§ What needs to be done
Locate every line in the rows that contains the word "measuring" and copy each such line. Treat case as significant.

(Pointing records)
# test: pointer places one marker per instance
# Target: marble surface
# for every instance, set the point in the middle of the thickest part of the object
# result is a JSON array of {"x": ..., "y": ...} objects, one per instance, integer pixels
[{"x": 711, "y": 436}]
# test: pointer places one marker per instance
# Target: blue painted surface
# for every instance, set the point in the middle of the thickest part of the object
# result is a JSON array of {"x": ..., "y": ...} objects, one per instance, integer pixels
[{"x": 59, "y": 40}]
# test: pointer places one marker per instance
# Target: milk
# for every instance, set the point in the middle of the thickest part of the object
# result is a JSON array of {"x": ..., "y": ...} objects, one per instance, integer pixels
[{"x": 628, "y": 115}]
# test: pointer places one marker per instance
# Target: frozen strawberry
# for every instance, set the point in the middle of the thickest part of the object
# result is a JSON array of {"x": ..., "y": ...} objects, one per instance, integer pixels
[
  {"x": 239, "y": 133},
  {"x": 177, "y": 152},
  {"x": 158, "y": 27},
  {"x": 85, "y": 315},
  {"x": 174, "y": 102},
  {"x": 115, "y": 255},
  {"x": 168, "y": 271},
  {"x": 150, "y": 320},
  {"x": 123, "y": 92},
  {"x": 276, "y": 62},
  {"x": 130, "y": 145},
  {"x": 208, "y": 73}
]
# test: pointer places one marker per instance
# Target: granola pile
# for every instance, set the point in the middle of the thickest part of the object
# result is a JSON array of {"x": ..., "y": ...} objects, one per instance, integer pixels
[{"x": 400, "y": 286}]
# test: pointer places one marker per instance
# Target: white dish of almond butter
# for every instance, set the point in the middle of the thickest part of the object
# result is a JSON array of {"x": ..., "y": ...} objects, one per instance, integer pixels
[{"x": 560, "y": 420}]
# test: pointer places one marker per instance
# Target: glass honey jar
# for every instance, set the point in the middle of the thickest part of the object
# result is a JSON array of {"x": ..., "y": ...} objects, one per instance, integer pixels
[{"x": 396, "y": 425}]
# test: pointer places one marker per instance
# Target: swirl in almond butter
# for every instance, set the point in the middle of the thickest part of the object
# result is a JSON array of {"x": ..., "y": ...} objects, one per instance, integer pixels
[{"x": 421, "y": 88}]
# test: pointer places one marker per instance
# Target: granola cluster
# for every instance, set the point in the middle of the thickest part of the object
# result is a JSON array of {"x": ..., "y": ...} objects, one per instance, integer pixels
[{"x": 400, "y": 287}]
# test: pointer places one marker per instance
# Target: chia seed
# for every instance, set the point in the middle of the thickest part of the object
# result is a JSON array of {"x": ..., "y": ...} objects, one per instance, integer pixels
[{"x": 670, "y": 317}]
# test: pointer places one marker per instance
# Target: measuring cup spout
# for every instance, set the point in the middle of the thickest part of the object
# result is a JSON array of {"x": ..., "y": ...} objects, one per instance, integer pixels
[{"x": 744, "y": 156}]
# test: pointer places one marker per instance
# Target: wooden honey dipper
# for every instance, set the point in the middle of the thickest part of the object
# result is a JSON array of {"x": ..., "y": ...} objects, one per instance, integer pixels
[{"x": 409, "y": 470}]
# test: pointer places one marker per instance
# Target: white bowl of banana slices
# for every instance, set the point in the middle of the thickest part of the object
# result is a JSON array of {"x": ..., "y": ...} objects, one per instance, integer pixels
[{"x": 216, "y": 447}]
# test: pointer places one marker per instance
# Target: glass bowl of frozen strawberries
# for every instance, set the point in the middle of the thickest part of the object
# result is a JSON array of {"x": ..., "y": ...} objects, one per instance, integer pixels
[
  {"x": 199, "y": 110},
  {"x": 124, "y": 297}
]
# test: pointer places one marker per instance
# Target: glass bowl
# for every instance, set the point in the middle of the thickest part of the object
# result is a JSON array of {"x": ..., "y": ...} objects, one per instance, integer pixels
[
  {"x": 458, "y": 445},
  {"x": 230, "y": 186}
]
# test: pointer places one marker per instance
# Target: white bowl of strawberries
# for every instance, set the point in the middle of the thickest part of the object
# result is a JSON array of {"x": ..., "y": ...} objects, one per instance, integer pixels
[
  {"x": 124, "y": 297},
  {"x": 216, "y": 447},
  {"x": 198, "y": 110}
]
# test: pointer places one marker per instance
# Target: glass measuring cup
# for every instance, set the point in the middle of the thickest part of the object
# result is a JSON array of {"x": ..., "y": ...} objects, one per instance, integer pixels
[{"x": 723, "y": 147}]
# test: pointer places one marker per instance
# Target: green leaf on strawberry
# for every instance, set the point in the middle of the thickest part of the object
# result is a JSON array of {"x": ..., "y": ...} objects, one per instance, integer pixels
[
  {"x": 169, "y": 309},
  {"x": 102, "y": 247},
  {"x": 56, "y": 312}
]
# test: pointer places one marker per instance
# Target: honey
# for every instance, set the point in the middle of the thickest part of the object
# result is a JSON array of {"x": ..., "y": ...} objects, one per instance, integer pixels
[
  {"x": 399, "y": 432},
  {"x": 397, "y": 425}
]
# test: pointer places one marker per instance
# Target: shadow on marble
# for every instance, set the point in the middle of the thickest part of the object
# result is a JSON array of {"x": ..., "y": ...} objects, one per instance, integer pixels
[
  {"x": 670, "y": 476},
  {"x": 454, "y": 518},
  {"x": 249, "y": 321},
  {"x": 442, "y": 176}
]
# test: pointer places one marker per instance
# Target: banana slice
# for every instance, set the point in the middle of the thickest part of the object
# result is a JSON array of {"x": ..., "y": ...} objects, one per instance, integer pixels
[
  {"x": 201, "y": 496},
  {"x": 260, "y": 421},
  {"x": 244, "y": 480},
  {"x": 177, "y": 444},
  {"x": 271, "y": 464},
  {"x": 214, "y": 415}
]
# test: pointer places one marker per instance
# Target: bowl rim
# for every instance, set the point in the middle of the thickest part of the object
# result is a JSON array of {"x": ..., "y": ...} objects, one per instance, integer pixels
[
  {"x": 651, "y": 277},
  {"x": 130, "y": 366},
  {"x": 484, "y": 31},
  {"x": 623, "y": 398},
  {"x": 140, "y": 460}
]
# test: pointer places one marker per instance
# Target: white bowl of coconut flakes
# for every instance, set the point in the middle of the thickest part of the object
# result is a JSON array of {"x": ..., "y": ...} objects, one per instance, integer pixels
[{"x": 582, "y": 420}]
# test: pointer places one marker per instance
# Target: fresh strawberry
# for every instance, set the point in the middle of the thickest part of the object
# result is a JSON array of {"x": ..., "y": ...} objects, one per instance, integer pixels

§ Written answer
# Target: measuring cup spout
# Target: glass measuring cup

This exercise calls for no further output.